### The input
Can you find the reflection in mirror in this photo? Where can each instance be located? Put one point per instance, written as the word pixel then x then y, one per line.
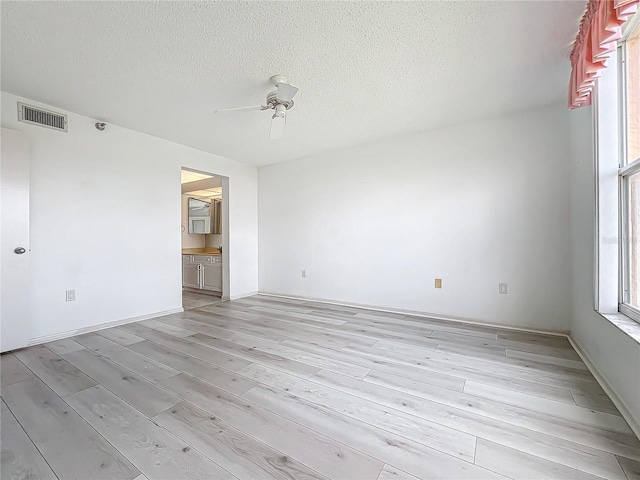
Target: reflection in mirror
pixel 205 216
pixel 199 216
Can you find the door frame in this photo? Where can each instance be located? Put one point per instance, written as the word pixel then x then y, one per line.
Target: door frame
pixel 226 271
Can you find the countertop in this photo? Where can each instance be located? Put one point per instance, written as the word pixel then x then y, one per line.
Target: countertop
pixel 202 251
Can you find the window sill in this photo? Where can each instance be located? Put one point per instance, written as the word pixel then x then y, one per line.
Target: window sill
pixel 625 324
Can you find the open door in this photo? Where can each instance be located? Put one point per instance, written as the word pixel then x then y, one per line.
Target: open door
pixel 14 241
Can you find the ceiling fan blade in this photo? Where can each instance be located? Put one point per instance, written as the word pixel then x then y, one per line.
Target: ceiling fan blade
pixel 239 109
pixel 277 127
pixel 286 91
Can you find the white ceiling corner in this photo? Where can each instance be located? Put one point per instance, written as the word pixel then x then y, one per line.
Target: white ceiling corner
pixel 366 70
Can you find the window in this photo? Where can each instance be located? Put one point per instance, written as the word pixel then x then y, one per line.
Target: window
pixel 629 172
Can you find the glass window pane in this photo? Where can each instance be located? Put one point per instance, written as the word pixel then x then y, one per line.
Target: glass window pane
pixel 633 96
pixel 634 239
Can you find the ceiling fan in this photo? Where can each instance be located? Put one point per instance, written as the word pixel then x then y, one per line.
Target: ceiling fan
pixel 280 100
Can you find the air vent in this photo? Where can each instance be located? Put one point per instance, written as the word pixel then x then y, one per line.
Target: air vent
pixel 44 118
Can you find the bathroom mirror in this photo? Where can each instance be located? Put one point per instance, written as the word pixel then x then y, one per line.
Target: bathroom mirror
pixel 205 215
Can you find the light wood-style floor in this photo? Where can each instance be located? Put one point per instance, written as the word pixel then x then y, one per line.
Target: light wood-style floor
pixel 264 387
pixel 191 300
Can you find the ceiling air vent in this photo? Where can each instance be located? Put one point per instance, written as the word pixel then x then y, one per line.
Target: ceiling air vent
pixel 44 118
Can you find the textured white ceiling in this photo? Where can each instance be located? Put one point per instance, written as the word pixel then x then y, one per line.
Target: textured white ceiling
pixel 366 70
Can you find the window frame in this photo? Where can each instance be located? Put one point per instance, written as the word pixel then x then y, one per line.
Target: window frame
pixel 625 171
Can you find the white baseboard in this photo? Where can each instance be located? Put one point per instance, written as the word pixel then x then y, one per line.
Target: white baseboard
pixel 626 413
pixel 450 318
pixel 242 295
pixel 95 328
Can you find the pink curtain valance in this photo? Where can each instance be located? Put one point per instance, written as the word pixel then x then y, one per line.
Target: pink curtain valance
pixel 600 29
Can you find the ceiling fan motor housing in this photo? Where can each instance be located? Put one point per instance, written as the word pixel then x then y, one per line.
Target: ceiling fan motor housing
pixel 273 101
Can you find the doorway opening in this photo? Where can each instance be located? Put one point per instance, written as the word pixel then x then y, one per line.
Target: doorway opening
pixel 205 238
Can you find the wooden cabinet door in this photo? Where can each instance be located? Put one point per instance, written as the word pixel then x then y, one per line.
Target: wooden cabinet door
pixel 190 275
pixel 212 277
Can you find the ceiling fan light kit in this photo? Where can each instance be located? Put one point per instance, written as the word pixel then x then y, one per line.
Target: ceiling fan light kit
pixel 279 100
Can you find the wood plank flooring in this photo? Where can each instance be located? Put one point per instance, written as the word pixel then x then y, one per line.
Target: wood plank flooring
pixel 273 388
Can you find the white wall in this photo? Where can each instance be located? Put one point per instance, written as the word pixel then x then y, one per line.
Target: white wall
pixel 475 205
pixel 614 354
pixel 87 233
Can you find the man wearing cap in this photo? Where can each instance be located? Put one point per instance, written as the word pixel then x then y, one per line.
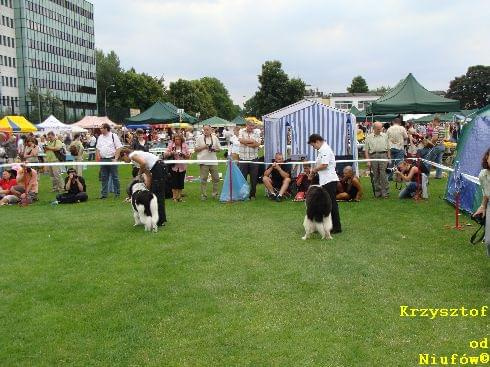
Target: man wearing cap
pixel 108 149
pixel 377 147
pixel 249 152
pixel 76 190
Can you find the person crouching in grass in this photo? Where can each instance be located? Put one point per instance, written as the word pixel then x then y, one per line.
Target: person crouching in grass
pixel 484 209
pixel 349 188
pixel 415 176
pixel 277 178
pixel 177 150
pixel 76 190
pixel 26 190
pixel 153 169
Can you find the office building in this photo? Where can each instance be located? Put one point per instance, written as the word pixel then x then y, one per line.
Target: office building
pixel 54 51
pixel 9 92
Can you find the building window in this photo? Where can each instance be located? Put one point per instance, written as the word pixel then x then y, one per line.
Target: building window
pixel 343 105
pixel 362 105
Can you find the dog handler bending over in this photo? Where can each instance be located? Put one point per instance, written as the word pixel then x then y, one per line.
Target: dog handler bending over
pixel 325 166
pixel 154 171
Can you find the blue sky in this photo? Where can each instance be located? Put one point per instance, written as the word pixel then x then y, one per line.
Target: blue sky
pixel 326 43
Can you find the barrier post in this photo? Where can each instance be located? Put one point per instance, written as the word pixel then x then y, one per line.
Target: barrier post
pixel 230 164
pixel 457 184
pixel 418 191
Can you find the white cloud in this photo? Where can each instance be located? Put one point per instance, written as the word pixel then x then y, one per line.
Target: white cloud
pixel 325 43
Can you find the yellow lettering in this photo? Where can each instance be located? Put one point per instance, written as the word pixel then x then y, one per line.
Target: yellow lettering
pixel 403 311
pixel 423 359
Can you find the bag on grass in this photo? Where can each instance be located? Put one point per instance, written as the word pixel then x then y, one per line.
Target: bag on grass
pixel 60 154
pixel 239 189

...

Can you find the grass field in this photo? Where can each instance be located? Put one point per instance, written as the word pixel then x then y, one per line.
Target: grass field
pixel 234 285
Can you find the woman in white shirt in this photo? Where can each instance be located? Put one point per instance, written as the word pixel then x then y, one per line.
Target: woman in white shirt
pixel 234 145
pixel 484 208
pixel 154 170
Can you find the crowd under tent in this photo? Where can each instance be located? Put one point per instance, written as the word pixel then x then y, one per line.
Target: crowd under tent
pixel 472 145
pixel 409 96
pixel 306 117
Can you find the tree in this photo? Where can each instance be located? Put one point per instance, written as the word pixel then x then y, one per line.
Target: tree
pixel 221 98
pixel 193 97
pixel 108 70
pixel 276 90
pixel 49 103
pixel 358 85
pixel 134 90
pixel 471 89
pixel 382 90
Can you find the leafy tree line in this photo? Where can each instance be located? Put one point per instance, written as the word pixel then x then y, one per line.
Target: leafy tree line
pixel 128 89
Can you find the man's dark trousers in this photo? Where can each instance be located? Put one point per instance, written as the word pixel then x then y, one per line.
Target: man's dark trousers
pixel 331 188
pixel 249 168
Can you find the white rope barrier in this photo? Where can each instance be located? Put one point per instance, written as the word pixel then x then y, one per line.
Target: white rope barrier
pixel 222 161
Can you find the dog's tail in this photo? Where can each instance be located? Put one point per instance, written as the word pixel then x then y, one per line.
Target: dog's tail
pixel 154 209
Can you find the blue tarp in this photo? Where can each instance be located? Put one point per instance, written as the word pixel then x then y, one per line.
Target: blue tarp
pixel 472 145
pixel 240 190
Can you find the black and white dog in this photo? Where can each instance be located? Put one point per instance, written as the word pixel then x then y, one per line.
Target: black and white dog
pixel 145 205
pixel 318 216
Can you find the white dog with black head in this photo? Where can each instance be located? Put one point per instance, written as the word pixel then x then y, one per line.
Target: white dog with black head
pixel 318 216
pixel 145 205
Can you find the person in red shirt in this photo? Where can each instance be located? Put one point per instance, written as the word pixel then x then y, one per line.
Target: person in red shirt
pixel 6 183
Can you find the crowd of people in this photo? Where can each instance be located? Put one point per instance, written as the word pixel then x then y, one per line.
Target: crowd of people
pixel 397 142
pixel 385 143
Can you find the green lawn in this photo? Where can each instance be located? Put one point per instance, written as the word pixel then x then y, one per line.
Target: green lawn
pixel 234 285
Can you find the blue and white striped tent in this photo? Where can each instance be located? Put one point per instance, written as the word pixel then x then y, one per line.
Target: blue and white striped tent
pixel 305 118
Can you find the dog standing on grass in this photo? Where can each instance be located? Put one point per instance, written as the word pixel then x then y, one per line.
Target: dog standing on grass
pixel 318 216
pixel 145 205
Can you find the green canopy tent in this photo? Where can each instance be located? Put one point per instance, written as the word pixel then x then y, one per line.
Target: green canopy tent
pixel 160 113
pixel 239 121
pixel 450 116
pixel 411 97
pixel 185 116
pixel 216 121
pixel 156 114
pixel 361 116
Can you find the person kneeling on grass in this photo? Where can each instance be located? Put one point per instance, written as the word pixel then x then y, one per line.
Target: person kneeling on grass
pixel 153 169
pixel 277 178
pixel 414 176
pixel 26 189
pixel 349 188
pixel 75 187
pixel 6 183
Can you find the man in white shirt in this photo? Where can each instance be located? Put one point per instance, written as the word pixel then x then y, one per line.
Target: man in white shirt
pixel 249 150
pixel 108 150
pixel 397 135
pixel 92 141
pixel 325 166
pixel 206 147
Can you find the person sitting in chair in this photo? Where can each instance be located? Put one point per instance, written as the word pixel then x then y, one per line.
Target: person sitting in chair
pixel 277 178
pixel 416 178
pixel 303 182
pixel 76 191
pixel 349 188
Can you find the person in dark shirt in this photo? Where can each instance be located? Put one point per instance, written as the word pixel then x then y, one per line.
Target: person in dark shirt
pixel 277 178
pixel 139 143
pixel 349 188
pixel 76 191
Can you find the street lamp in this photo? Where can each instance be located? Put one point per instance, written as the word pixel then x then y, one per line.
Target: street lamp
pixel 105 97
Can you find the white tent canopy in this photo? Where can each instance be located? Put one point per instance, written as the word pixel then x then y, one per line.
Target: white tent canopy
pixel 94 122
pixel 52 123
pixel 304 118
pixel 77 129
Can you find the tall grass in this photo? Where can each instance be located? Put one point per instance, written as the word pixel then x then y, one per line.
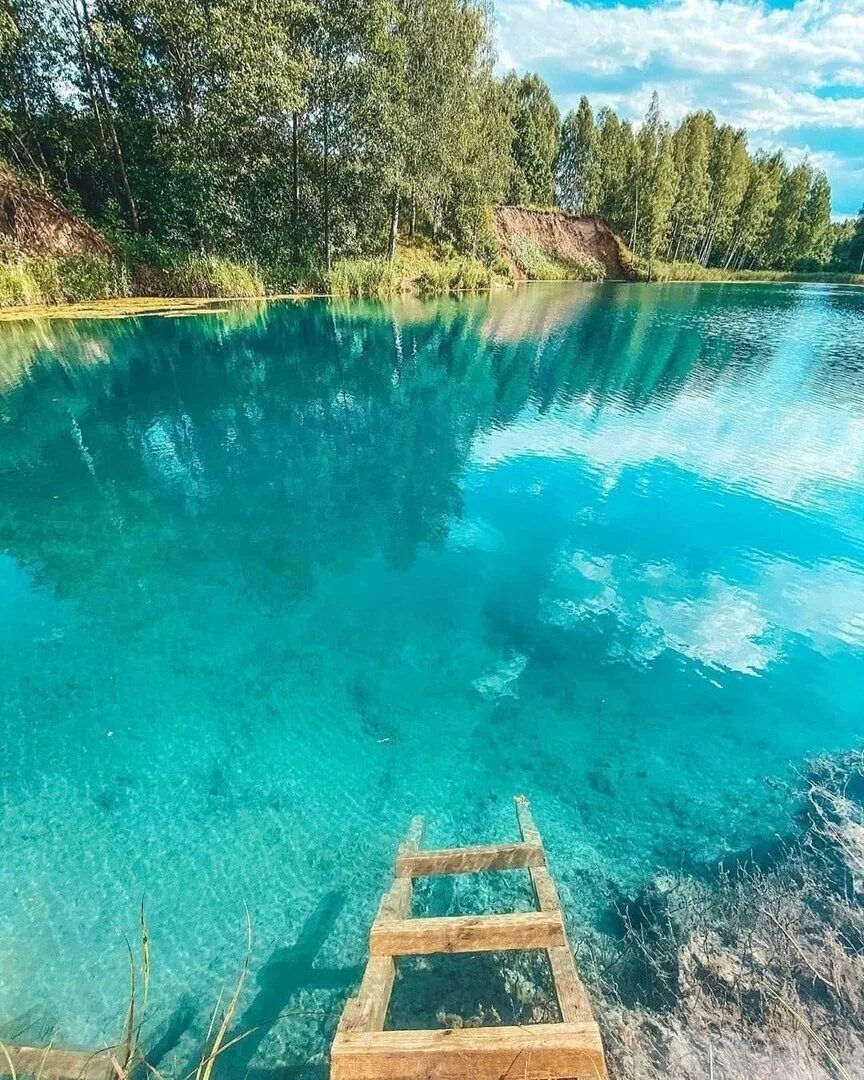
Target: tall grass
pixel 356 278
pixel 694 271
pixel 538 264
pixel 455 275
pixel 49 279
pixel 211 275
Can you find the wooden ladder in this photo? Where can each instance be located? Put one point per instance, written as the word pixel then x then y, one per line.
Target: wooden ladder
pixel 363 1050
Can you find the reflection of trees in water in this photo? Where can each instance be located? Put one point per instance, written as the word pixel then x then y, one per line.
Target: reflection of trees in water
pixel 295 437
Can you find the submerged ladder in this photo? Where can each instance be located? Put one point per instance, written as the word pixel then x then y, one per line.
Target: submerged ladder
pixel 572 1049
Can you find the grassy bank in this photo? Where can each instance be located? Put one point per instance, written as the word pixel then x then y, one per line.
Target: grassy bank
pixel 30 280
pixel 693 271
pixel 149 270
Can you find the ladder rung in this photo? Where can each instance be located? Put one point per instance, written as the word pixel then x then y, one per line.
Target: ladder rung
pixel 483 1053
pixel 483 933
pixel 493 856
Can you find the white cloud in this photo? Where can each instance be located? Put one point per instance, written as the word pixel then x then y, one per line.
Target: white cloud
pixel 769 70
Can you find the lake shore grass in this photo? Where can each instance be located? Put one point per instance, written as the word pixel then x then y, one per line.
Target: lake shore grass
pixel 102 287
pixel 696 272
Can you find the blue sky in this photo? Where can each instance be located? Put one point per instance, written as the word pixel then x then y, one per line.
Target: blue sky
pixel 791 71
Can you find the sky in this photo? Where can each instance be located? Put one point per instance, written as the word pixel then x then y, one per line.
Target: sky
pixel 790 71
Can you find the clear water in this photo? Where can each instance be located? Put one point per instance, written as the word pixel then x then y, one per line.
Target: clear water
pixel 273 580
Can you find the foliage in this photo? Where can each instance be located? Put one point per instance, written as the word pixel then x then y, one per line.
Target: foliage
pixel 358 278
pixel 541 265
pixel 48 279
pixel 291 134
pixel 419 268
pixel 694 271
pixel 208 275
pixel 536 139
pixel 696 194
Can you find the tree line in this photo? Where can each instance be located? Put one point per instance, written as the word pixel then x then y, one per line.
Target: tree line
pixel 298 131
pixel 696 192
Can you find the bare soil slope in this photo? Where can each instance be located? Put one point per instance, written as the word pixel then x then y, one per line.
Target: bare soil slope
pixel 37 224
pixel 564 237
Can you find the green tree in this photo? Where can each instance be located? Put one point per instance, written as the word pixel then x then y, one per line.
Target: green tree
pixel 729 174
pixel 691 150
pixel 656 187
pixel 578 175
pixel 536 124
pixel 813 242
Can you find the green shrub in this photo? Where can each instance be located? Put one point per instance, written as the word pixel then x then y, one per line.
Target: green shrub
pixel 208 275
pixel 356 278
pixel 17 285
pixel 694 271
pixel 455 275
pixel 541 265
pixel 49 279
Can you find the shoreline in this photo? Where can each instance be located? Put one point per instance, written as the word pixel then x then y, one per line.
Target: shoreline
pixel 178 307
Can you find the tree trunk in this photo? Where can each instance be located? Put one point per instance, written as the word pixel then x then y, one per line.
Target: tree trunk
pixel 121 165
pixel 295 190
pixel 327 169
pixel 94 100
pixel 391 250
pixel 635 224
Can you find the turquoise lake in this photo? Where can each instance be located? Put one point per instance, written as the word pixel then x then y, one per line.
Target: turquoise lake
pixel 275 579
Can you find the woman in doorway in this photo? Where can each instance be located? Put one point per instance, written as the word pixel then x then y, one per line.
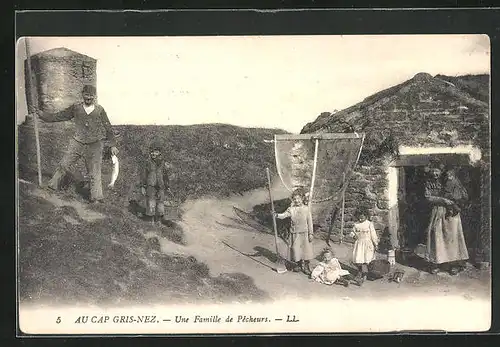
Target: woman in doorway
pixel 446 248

### Set exercise
Copy the part of the listing that opens with the line containing "Can you find the reflection of" and closes with the line containing "pixel 493 856", keeping every line as it stands.

### Correct output
Can you find the reflection of trees in water in this photo? Where can each instance be located? Put one point per instance, written as the word pixel then x then y, one per line.
Target: reflection of trees in water
pixel 295 437
Can you find the submerged ladder in this photo? Where can each instance be located? Put one point per instance, written as the word pixel then x then y, one per line.
Target: submerged ladder
pixel 572 1049
Can you find the grassy bank in this photo? Where can each instance be located? Put one point per instance, written as the word pixel then x then y, one per line.
Target: grassy bank
pixel 30 280
pixel 693 271
pixel 149 270
Can you find the ladder rung in this photo? Where can each instance be located? Put one point per instance, written as the word pixel then x then y, one per line.
Target: ladder rung
pixel 483 1053
pixel 483 933
pixel 493 856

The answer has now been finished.